Dataset rows

####

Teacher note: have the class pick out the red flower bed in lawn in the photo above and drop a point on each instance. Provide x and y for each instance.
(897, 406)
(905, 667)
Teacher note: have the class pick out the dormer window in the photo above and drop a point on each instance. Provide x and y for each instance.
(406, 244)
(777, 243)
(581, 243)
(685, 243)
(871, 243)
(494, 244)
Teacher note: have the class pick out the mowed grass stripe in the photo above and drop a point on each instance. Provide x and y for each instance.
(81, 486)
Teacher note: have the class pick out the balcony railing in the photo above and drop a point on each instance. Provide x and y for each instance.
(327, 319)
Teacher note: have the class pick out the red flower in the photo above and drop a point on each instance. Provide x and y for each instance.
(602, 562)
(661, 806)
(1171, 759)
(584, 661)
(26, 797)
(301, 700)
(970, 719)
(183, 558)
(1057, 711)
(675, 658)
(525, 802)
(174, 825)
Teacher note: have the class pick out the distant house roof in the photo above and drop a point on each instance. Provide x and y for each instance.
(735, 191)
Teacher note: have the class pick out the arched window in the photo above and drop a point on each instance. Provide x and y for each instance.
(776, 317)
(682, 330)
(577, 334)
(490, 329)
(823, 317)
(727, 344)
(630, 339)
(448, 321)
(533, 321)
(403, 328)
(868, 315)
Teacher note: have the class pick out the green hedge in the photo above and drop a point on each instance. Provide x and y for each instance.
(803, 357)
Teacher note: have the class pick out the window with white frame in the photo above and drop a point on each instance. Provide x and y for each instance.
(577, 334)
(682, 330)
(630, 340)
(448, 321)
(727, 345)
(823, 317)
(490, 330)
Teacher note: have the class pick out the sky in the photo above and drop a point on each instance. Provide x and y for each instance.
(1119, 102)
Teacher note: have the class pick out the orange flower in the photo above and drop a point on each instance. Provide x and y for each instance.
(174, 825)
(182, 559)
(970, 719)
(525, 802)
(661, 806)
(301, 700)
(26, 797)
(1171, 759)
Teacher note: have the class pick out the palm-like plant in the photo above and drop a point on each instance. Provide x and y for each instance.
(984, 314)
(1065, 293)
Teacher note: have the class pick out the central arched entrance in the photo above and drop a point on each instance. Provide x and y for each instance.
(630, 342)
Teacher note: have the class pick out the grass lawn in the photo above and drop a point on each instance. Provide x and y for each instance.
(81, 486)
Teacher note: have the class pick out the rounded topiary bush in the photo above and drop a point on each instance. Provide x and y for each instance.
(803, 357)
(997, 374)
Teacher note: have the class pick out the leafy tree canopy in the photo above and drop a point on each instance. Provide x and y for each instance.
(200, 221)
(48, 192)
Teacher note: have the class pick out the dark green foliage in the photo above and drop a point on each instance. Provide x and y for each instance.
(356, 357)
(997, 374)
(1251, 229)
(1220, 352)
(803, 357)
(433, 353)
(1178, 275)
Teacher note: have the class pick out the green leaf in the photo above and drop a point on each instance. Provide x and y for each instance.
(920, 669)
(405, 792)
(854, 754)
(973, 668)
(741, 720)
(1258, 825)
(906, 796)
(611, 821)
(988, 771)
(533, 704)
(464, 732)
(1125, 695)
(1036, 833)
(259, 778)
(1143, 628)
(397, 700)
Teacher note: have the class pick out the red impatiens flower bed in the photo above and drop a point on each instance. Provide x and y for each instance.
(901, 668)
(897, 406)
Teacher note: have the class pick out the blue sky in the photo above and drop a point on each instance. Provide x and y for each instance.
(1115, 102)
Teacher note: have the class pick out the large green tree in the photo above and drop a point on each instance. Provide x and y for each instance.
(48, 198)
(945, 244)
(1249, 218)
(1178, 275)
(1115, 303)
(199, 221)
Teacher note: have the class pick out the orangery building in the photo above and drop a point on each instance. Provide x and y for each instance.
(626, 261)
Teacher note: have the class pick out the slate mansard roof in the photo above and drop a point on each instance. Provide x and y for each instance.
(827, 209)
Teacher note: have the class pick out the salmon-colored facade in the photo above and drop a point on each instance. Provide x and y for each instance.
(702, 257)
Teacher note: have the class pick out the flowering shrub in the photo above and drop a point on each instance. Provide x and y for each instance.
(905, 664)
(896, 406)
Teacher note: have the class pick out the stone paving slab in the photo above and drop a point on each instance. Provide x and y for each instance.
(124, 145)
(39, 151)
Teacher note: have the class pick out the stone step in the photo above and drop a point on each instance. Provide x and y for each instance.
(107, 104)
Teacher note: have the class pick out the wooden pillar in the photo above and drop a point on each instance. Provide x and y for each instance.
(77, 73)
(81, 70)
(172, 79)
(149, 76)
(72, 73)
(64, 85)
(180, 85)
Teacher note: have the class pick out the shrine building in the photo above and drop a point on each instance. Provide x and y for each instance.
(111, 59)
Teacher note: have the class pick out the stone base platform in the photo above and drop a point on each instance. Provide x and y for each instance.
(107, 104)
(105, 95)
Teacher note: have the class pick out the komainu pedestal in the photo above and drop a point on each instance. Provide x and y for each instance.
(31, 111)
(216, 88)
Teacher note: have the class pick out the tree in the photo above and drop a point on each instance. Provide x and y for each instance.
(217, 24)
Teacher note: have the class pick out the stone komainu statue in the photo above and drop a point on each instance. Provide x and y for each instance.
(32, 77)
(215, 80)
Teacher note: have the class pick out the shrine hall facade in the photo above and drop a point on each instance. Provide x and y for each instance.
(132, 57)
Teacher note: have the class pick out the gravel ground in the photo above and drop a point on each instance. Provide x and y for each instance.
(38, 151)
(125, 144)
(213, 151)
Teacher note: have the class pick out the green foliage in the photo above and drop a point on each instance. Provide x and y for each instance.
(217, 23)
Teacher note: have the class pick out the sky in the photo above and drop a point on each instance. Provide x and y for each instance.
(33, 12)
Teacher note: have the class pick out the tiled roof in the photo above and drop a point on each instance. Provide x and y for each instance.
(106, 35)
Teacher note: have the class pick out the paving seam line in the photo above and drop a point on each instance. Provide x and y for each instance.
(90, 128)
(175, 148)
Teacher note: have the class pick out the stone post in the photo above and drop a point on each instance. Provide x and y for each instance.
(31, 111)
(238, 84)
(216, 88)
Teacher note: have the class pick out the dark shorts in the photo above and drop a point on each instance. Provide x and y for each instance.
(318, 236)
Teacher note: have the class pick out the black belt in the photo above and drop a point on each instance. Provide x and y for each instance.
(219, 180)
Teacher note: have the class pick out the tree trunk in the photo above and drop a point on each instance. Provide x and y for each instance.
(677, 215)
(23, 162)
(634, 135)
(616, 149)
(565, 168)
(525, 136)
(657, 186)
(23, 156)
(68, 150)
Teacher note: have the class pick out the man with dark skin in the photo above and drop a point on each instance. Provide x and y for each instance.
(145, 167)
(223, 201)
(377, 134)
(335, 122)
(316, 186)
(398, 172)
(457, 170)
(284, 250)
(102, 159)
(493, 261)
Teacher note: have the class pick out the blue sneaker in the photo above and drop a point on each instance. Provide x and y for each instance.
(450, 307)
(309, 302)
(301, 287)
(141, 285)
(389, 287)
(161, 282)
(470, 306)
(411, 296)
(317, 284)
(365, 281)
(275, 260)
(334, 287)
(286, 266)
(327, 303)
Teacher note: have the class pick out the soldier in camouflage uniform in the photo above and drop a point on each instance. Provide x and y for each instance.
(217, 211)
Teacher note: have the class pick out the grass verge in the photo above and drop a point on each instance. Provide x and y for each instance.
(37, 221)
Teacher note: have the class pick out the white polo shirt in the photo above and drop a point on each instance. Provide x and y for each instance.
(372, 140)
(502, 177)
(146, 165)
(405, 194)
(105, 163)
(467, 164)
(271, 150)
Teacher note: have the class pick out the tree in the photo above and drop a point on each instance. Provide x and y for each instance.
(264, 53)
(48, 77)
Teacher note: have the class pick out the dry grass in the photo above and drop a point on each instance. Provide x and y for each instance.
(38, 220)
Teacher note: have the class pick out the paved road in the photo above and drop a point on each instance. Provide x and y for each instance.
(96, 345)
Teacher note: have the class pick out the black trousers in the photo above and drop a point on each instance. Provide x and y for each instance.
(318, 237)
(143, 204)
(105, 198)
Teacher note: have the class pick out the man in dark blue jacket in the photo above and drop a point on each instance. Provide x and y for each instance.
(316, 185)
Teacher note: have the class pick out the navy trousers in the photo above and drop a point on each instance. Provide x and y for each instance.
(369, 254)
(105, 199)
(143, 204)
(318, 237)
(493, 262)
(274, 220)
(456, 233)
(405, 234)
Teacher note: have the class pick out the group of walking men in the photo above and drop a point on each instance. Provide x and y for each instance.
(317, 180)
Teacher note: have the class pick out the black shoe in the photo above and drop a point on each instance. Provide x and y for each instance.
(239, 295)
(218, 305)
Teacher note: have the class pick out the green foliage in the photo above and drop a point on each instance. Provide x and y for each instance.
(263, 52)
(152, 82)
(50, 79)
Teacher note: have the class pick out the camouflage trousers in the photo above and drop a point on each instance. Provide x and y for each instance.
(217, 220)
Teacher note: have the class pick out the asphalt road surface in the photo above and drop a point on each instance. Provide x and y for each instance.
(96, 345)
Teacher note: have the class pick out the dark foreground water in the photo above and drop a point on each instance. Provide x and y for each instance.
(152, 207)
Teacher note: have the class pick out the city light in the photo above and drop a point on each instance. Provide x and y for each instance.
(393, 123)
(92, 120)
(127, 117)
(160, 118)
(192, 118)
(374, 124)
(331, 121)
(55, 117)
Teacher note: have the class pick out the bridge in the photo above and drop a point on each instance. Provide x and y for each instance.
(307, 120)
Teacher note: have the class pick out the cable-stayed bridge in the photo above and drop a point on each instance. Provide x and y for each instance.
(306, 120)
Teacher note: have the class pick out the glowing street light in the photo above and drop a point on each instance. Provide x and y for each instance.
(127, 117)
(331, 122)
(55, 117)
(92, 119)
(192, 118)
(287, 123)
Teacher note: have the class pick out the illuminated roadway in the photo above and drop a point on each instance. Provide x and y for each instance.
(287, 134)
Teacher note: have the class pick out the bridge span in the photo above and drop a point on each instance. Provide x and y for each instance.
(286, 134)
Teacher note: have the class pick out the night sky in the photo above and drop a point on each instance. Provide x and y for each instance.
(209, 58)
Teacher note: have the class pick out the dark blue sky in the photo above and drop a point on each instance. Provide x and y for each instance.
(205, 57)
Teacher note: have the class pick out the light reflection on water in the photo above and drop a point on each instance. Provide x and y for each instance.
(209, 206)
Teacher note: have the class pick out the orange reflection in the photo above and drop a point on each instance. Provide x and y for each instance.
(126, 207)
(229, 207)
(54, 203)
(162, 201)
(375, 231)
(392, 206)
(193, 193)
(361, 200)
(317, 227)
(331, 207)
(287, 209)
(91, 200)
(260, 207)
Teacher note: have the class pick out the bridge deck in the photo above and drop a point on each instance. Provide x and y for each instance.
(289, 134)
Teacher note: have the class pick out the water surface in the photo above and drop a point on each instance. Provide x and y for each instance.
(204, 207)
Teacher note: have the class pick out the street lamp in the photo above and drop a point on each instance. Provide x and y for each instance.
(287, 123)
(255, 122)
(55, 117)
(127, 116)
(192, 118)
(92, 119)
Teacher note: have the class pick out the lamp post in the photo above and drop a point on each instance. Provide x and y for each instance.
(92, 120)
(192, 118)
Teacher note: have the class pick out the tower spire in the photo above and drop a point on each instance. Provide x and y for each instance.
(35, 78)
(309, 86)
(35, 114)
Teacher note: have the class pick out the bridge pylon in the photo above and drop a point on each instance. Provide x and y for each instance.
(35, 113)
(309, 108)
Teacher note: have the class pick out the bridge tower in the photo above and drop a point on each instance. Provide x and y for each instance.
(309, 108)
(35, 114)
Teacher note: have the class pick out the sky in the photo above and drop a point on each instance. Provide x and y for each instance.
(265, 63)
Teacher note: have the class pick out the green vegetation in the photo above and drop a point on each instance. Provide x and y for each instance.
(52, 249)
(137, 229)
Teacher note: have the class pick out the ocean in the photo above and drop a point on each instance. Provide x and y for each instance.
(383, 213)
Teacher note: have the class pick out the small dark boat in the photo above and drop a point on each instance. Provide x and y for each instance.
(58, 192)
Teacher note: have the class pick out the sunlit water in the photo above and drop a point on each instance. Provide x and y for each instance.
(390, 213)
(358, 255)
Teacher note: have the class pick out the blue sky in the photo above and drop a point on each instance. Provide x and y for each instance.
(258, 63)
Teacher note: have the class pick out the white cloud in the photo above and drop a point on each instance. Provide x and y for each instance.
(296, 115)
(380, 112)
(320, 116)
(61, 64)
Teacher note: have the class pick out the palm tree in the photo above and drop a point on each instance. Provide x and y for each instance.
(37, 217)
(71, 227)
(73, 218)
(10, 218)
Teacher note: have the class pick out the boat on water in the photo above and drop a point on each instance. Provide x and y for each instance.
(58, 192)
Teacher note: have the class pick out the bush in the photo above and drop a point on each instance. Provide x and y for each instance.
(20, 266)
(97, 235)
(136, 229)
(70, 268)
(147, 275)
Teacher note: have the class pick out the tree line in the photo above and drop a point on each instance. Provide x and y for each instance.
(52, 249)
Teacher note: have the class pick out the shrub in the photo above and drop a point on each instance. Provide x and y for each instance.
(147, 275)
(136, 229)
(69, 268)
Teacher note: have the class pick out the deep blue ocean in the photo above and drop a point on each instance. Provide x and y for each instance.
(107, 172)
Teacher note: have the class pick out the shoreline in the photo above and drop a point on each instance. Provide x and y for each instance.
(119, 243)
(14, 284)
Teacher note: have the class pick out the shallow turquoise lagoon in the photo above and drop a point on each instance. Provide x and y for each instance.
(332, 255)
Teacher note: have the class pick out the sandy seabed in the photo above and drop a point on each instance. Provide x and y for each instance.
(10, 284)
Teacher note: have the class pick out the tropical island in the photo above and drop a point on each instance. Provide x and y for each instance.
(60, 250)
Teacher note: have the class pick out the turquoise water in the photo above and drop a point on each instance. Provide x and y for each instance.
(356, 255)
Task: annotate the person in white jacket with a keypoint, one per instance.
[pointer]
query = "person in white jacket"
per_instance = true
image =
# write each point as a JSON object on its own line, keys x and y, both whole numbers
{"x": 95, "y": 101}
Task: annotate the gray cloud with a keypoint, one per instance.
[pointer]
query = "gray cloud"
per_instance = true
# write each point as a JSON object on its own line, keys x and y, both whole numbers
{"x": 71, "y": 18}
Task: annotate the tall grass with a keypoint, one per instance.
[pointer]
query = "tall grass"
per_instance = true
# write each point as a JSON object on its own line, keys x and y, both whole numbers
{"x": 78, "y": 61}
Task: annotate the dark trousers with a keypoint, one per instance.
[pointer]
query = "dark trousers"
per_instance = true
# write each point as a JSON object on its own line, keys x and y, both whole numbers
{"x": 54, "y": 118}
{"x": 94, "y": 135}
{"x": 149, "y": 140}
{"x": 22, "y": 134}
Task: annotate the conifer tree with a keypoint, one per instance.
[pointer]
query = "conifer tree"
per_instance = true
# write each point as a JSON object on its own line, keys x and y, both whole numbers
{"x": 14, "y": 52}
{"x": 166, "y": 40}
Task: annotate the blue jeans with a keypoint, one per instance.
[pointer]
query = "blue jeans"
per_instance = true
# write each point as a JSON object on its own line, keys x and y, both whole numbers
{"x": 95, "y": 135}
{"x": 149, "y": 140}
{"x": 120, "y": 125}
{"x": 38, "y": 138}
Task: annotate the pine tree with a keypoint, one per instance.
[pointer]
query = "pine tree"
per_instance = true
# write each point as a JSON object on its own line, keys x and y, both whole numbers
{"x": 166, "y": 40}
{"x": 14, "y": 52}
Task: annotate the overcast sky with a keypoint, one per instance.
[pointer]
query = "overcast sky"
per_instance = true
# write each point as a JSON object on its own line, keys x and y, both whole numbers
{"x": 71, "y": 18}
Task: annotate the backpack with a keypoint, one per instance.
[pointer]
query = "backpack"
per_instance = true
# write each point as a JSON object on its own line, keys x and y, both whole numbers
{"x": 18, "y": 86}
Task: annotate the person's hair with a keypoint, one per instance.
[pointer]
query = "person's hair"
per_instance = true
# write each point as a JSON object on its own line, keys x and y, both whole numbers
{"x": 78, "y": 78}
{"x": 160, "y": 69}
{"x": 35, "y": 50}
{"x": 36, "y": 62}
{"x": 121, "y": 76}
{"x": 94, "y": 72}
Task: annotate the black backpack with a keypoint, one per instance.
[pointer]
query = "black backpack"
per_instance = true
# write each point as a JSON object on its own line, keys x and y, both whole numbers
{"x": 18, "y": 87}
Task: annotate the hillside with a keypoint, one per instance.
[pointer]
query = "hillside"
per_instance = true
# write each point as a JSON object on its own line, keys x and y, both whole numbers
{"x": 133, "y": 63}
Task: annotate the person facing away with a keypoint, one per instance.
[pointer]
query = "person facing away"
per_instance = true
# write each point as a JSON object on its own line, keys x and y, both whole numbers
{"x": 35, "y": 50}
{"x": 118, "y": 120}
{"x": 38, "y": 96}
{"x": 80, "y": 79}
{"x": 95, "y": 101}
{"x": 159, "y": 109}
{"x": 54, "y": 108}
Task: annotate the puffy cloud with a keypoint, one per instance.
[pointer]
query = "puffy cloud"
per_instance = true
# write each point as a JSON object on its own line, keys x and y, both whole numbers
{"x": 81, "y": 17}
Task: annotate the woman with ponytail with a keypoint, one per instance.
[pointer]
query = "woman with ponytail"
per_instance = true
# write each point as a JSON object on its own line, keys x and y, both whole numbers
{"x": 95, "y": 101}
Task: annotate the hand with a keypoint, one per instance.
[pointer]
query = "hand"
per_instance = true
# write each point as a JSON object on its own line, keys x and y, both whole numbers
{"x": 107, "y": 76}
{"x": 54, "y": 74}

####

● **Objective**:
Can you reproduce the entries above word for word, starting with the line containing "Task: annotate the woman" and continuing through the final line of the entries?

● **Expected answer**:
Task: annotate the woman with ponytail with a keypoint, one per instance.
[pointer]
query = "woman with ponytail"
per_instance = true
# write each point as a JSON object on its own line, keys x and y, both whole numbers
{"x": 95, "y": 101}
Task: annotate the hand with a keypoint, one per instance.
[pointer]
query = "hand"
per_instance = true
# write each point as a JSON object on its own line, keys x and y, both whole numbers
{"x": 107, "y": 76}
{"x": 54, "y": 74}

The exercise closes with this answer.